Processo del lavoro: solo le pec fanno prova Cass. Civ. Lav., 08/03/2018, n. 5523


Secondo la sezione Lavoro della Cassazione, sentenza n. 5523 dell’08/03/2018,

«l’efficacia probatoria dei documenti informatici, tra cui le e-mail, non sottoscritti con firma elettronica avanzata (qualificata o digitale), è liberamente valutabile dal Giudice in relazione alle sue caratteristiche oggettive di qualità, sicurezza, integrità ed immodificabilità».

Fatto e processo

In primo grado il Tribunale di Roma annullava la sanzione disciplinare della sospensione per giorni tre e rigettava la domanda di impugnativa del licenziamento per giusta causa irrogato successivamente a causa della condotta contestata al dipendente, dirigente e responsabile di reparto, per mala gestio relativa ad una procedura di cd. “rivalutazioni di magazzino” che, secondo le indagini aziendali, aveva portato all’accredito di somme non dovute in favore di alcune società commerciali partner, in quanto relative a giacenze di prodotti di telefonia mobile, in realtà non esistenti.

Il giudice del lavoro accoglieva, di converso, la domanda riconvenzionale della società datrice di lavoro, condannando il lavoratore al pagamento di € 194.608,50.
+--
Esercizi da svolgere:
**1)** Rispondi alle domande seguenti in base al testo sulla sentenza della Cassazione n. 5523.
(a) Quale sezione della Cassazione ha emesso la sentenza?
(b) Quale sanzione disciplinare ha annullato il Tribunale di Roma?
(c) A quale pagamento è stato condannato il lavoratore?
**2)** Traduci in inglese questa frase del testo sulla sentenza della Cassazione n. 5523: "Il giudice del lavoro accoglieva, di converso, la domanda riconvenzionale della società datrice di lavoro, condannando il lavoratore al pagamento di € 194.608,50."
**3)** Prosegui il testo sulla sentenza della Cassazione n. 5523 a partire dalla sua ultima frase.
+--
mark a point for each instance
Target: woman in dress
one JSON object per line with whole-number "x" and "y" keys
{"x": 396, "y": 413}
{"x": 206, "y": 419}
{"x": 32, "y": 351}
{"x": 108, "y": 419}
+--
Risposte per esercizio:
**1)**
(a) La sezione Lavoro.
(b) La sospensione per giorni tre.
(c) Al pagamento di € 194.608,50.

**2)** The labor judge, on the other hand, upheld the employer company's counterclaim and ordered the employee to pay €194,608.50.

**3)**
In secondo grado, la Corte d’appello di Roma, in parziale accoglimento del gravame principale proposto dal lavoratore ed in conseguente riforma della sentenza di primo grado, dichiarava l’illegittimità del licenziamento e condannava la società al pagamento di € 311.361,00 a titolo di indennità supplementare e di € 138.382,66 a titolo di indennità di preavviso; respingeva, per l’effetto, la domanda riconvenzionale proposta dalla società.

La Corte di appello osservava che la prospettazione della parte datoriale era fondata su messaggi di posta elettronica (non certificata) di “dubbia valenza probatoria” nonché su dichiarazioni provenienti da soggetti direttamente coinvolti nella vicenda e quindi inattendibili perché interessati ad un certo esito della lite.

Per la cassazione della sentenza ha proposto ricorso la società datoriale; mentre il dipendente ha resistito con controricorso.

La motivazione

La società datoriale si duole che la sentenza impugnata fonda l’illegittimità del licenziamento sul fatto che la corte territoriale esclude la valenza probatoria dei documenti sul presupposto di una possibilità astratta di alterazione, non trattandosi di corrispondenza elettronica certificata o sottoscritta con firma digitale che garantisce l’identificabilità dell’autore e la sua integrità ed immodificabilità.

Al di là del merito della questione, la ricorrente assume che alcuna deduzione in merito era stata introdotta dal lavoratore in primo grado, il quale si era, infatti, limitato ad affermare che i contenuti delle stesse non potevano “essere conoscibili” e, solo in replica alla riconvenzionale, aveva precisato di non aver ricevuto le e-mail in oggetto; infine, in sede di gravame – quindi tardivamente -, aveva dedotto la manomissione dei documenti.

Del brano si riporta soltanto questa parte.